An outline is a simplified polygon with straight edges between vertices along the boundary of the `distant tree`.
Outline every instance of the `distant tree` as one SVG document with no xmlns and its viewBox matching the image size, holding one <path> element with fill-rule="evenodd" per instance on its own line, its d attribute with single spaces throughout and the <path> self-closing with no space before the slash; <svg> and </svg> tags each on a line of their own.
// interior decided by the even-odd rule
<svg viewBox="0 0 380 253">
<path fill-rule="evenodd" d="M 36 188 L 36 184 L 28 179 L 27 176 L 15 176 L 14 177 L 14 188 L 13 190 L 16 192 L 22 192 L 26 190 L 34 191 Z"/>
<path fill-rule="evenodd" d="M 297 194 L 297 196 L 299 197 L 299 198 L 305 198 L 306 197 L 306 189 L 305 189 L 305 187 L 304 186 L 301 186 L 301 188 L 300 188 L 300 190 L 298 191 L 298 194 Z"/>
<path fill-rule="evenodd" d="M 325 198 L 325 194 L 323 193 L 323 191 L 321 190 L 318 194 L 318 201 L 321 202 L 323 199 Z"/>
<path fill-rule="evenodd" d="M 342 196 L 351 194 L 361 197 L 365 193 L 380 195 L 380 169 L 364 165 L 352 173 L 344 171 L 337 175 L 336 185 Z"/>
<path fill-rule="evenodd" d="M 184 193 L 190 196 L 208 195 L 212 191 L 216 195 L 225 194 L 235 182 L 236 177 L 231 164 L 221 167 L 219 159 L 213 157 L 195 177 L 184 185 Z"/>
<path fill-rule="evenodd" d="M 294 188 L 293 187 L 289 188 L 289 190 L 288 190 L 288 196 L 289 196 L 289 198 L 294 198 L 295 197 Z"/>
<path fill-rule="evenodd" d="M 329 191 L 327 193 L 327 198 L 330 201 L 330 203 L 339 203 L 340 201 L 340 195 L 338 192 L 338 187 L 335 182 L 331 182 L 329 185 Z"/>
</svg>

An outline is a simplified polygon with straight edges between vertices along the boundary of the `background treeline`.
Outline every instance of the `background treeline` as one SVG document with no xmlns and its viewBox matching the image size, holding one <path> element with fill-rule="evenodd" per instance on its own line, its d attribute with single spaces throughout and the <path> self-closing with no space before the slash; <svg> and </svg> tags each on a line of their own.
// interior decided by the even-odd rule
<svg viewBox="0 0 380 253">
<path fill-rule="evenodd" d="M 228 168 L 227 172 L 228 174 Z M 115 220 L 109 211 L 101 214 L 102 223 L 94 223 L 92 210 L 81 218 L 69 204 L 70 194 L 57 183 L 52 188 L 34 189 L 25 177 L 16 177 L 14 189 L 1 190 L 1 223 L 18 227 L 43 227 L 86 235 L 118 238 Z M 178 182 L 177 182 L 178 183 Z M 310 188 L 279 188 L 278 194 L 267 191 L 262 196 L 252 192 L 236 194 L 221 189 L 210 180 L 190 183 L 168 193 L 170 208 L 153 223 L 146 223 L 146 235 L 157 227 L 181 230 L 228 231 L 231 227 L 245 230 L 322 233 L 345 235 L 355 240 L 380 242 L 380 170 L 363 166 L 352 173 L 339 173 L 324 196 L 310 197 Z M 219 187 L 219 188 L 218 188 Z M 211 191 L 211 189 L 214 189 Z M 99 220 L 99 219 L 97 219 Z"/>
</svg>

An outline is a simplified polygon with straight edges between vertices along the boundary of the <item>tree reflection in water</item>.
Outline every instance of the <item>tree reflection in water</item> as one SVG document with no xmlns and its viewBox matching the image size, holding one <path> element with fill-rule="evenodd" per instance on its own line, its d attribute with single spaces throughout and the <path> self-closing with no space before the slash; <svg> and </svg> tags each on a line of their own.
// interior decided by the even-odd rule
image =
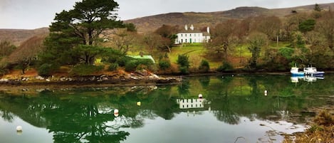
<svg viewBox="0 0 334 143">
<path fill-rule="evenodd" d="M 0 115 L 7 122 L 17 116 L 36 127 L 46 128 L 53 134 L 54 142 L 120 142 L 130 135 L 124 128 L 143 127 L 146 119 L 172 120 L 180 112 L 197 111 L 194 115 L 203 115 L 201 112 L 210 109 L 209 112 L 218 120 L 237 125 L 241 117 L 251 121 L 266 120 L 269 116 L 281 117 L 282 111 L 300 112 L 306 107 L 325 104 L 316 95 L 330 94 L 326 89 L 333 89 L 332 84 L 325 82 L 296 88 L 288 83 L 289 78 L 187 78 L 182 85 L 1 95 Z M 326 78 L 330 79 L 323 81 L 330 82 L 333 78 Z M 263 95 L 264 90 L 270 92 L 268 96 Z M 196 99 L 199 93 L 206 100 L 204 107 L 179 108 L 177 99 Z M 138 101 L 142 102 L 140 106 L 136 105 Z M 117 117 L 113 115 L 115 109 L 120 110 Z M 288 116 L 285 115 L 284 118 Z"/>
</svg>

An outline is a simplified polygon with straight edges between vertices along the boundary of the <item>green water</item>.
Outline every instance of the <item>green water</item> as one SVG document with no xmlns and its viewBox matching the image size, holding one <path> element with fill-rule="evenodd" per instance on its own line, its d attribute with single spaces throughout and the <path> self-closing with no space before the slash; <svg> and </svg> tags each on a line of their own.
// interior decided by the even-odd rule
<svg viewBox="0 0 334 143">
<path fill-rule="evenodd" d="M 279 134 L 306 129 L 305 119 L 314 116 L 303 112 L 307 107 L 330 104 L 333 80 L 333 75 L 310 80 L 229 75 L 184 77 L 182 84 L 172 85 L 4 91 L 0 139 L 4 143 L 281 142 Z M 22 132 L 16 132 L 19 125 Z"/>
</svg>

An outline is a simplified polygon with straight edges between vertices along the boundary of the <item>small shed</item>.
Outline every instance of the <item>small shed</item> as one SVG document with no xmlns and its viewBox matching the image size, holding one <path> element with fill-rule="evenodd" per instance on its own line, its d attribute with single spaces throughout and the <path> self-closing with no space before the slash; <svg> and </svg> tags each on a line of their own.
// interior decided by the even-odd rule
<svg viewBox="0 0 334 143">
<path fill-rule="evenodd" d="M 132 58 L 137 58 L 137 59 L 149 59 L 149 60 L 151 60 L 153 62 L 153 63 L 155 63 L 155 59 L 150 55 L 127 55 L 127 56 L 131 57 Z"/>
</svg>

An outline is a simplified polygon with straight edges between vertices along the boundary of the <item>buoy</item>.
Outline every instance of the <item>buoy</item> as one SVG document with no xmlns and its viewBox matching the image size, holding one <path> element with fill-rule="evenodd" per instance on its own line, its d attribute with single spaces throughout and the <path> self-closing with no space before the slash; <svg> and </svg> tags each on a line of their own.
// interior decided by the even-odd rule
<svg viewBox="0 0 334 143">
<path fill-rule="evenodd" d="M 16 127 L 16 132 L 22 132 L 22 127 L 21 126 L 17 126 Z"/>
<path fill-rule="evenodd" d="M 118 109 L 115 109 L 114 110 L 114 116 L 115 117 L 118 117 Z"/>
<path fill-rule="evenodd" d="M 203 95 L 202 94 L 198 95 L 198 98 L 202 99 L 203 97 Z"/>
</svg>

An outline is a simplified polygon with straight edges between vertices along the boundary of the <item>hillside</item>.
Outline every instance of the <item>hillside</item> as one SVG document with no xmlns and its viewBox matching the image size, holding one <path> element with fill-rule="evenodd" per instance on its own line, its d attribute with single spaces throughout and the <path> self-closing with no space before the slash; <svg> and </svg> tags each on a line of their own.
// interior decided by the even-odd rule
<svg viewBox="0 0 334 143">
<path fill-rule="evenodd" d="M 319 4 L 319 6 L 324 10 L 328 10 L 328 8 L 334 9 L 334 3 Z M 185 24 L 192 23 L 195 27 L 213 26 L 222 21 L 231 18 L 242 19 L 260 15 L 276 16 L 282 18 L 291 14 L 292 11 L 298 13 L 311 12 L 313 9 L 314 5 L 275 9 L 261 7 L 238 7 L 229 11 L 208 13 L 169 13 L 130 19 L 125 22 L 135 23 L 140 33 L 146 33 L 157 29 L 162 24 L 183 26 Z"/>
<path fill-rule="evenodd" d="M 334 3 L 319 4 L 319 6 L 324 10 L 328 10 L 328 8 L 334 9 Z M 313 8 L 314 5 L 276 9 L 244 6 L 216 12 L 169 13 L 130 19 L 125 22 L 135 23 L 140 33 L 147 33 L 157 29 L 162 24 L 179 25 L 182 27 L 185 24 L 194 24 L 195 27 L 214 26 L 222 21 L 231 18 L 242 19 L 259 15 L 284 17 L 291 14 L 292 11 L 299 13 L 310 12 Z M 9 41 L 15 46 L 19 46 L 22 42 L 34 36 L 43 36 L 48 34 L 48 28 L 33 30 L 1 29 L 0 28 L 0 41 Z"/>
<path fill-rule="evenodd" d="M 26 29 L 0 29 L 0 41 L 8 41 L 16 46 L 35 36 L 48 34 L 48 28 L 41 28 L 33 30 Z"/>
</svg>

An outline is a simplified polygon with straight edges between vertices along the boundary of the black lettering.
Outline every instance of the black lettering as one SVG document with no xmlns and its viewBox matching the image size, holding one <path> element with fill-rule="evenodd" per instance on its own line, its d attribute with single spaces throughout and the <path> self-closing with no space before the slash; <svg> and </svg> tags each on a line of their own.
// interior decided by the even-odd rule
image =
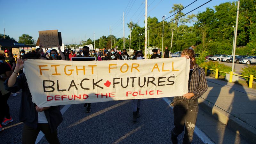
<svg viewBox="0 0 256 144">
<path fill-rule="evenodd" d="M 76 87 L 76 84 L 75 83 L 75 81 L 74 81 L 74 80 L 72 80 L 72 81 L 71 81 L 71 82 L 70 83 L 70 85 L 69 86 L 69 87 L 68 88 L 68 91 L 69 91 L 70 88 L 72 87 L 76 87 L 76 90 L 77 90 L 77 87 Z"/>
<path fill-rule="evenodd" d="M 114 79 L 113 79 L 113 86 L 114 87 L 114 88 L 115 88 L 115 84 L 118 84 L 119 83 L 120 83 L 119 82 L 116 82 L 115 81 L 115 80 L 118 80 L 118 79 L 120 79 L 120 78 L 114 78 Z"/>
<path fill-rule="evenodd" d="M 52 83 L 52 85 L 51 86 L 45 86 L 45 82 L 51 82 Z M 53 86 L 54 86 L 55 83 L 54 81 L 52 80 L 44 80 L 43 81 L 43 86 L 44 87 L 44 92 L 52 92 L 54 91 L 54 90 L 55 89 L 53 87 Z M 46 90 L 45 89 L 45 88 L 52 88 L 51 90 Z"/>
<path fill-rule="evenodd" d="M 126 85 L 125 87 L 124 87 L 123 85 L 123 78 L 121 78 L 121 86 L 123 88 L 126 88 L 128 87 L 128 84 L 129 83 L 129 78 L 127 78 L 127 82 L 126 83 Z"/>
<path fill-rule="evenodd" d="M 146 84 L 146 77 L 144 77 L 144 84 L 143 84 L 143 86 L 140 86 L 140 77 L 139 77 L 139 86 L 140 86 L 140 87 L 144 87 L 144 86 L 145 85 L 145 84 Z"/>
<path fill-rule="evenodd" d="M 153 79 L 153 80 L 149 80 L 149 79 Z M 152 83 L 152 84 L 155 85 L 155 86 L 156 86 L 156 85 L 155 84 L 155 83 L 154 83 L 153 81 L 155 80 L 155 78 L 153 77 L 149 77 L 148 78 L 148 83 L 147 84 L 147 86 L 148 87 L 148 84 L 149 83 Z"/>
<path fill-rule="evenodd" d="M 59 86 L 59 80 L 57 80 L 57 90 L 58 92 L 63 92 L 66 91 L 66 89 L 60 89 L 60 87 Z"/>
<path fill-rule="evenodd" d="M 169 84 L 166 84 L 166 85 L 172 85 L 173 84 L 174 84 L 174 81 L 171 81 L 171 80 L 170 80 L 169 79 L 171 78 L 175 78 L 175 77 L 174 76 L 170 76 L 170 77 L 169 77 L 169 78 L 168 78 L 167 79 L 167 81 L 169 81 L 169 82 L 171 82 L 172 83 L 169 83 Z"/>
<path fill-rule="evenodd" d="M 165 78 L 166 78 L 166 77 L 159 77 L 158 78 L 158 81 L 157 81 L 157 85 L 158 85 L 158 86 L 163 86 L 164 85 L 164 84 L 160 85 L 160 83 L 162 82 L 165 82 L 165 81 L 164 80 L 164 81 L 160 81 L 160 80 L 162 79 L 165 79 Z"/>
<path fill-rule="evenodd" d="M 101 81 L 102 80 L 102 79 L 101 79 L 100 80 L 98 81 L 96 83 L 94 83 L 94 79 L 92 79 L 92 86 L 93 86 L 93 89 L 95 89 L 95 86 L 97 87 L 100 87 L 100 88 L 101 88 L 102 89 L 103 89 L 103 87 L 100 87 L 100 86 L 97 85 L 97 84 L 98 83 L 99 83 L 99 82 L 100 82 L 100 81 Z"/>
<path fill-rule="evenodd" d="M 81 88 L 83 88 L 84 89 L 85 89 L 86 90 L 88 90 L 90 89 L 89 88 L 85 88 L 83 86 L 83 85 L 82 85 L 83 82 L 84 82 L 85 80 L 90 80 L 88 79 L 83 79 L 81 81 L 81 83 L 80 83 L 80 86 L 81 87 Z"/>
</svg>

--------------------

=== WORK INSTRUCTIONS ===
Reproduce verbatim the lines that begin with the line containing "the black lettering." and end with the line containing "126 85 L 125", including both of those lines. Omit the pictures from your answer.

=== THE SOLUTION ===
An outline is a simplified polygon with straight edges between vertices along the boundary of the black lettering.
Outline every instance of the black lettering as one SVG document with no xmlns and its viewBox matching the image size, holding one <path> element with fill-rule="evenodd" per instance on its own line, its d attribute with single spaces throughout and the <path> self-closing with no space before the slash; <svg> and </svg> tags each on a line of their own.
// interior decided by the even-odd rule
image =
<svg viewBox="0 0 256 144">
<path fill-rule="evenodd" d="M 76 87 L 76 84 L 75 83 L 75 81 L 74 81 L 74 80 L 72 80 L 72 81 L 71 81 L 71 82 L 70 83 L 70 85 L 69 86 L 69 87 L 68 88 L 68 91 L 69 91 L 70 88 L 72 87 L 76 87 L 76 90 L 77 90 L 77 87 Z"/>
<path fill-rule="evenodd" d="M 114 79 L 113 79 L 113 86 L 114 87 L 114 88 L 115 88 L 115 84 L 118 84 L 119 83 L 120 83 L 119 82 L 116 82 L 115 81 L 115 80 L 118 80 L 118 79 L 120 79 L 120 78 L 114 78 Z"/>
<path fill-rule="evenodd" d="M 52 83 L 52 85 L 51 86 L 45 86 L 45 82 L 51 82 Z M 53 86 L 54 86 L 55 83 L 54 81 L 52 80 L 44 80 L 43 81 L 43 86 L 44 87 L 44 92 L 52 92 L 54 91 L 54 90 L 55 89 L 53 87 Z M 46 90 L 45 89 L 45 88 L 52 88 L 51 90 Z"/>
<path fill-rule="evenodd" d="M 126 85 L 125 87 L 124 87 L 123 85 L 123 78 L 121 78 L 121 86 L 123 88 L 126 88 L 128 87 L 128 84 L 129 83 L 129 78 L 127 78 L 127 82 L 126 83 Z"/>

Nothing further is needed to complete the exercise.